EXERCISE MATERIAL ▸
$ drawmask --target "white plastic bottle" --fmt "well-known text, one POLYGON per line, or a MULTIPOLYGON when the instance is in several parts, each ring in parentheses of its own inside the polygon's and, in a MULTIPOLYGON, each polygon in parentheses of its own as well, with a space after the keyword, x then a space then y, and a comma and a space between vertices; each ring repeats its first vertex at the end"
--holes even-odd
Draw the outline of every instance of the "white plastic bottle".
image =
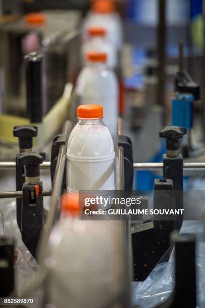
POLYGON ((69 191, 114 190, 115 152, 111 135, 102 120, 103 108, 79 106, 79 121, 67 148, 69 191))
POLYGON ((102 52, 89 52, 87 64, 80 72, 75 90, 76 104, 102 106, 104 122, 115 140, 118 113, 118 84, 115 73, 107 68, 107 56, 102 52))
POLYGON ((83 25, 83 38, 88 38, 87 29, 90 27, 103 27, 107 31, 110 43, 119 51, 122 44, 122 26, 120 17, 115 11, 111 0, 94 0, 91 9, 83 25))
POLYGON ((100 51, 107 54, 108 67, 115 69, 117 64, 116 48, 109 43, 107 30, 102 27, 91 27, 87 29, 88 40, 83 44, 82 56, 83 63, 86 62, 86 54, 90 51, 100 51))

WHAT IS ASKED ▸
Repeat the entries exactly. Pictures are excluded from the copy.

TASK OUTPUT ▸
$ drawmask --target "white plastic bottle" --fmt "well-known text, one POLYGON per line, or a MULTIPOLYGON when the instance is in several parts, each ring in parentheses of its own inside the polygon's and, in a MULTIPOLYGON, each polygon in parentheses of its own as well, with a space after the keyword, x then a space then y, and a comma and a space between vertices; each ring repeats its first vertex at the end"
--holes even-odd
Draw the outline of every instance of the "white plastic bottle".
image =
POLYGON ((69 191, 114 190, 115 152, 111 135, 102 120, 103 108, 79 106, 79 121, 67 148, 69 191))
POLYGON ((102 52, 89 52, 87 64, 80 72, 75 90, 76 104, 102 106, 104 122, 115 140, 118 113, 118 84, 115 73, 107 68, 107 56, 102 52))
POLYGON ((83 25, 83 38, 88 38, 87 29, 90 27, 103 27, 107 31, 110 43, 119 51, 122 44, 122 26, 120 17, 115 11, 111 0, 94 0, 91 9, 83 25))
POLYGON ((100 51, 107 54, 108 67, 115 69, 117 64, 116 48, 109 43, 107 30, 102 27, 91 27, 87 29, 88 40, 83 44, 82 56, 83 63, 86 62, 86 54, 90 51, 100 51))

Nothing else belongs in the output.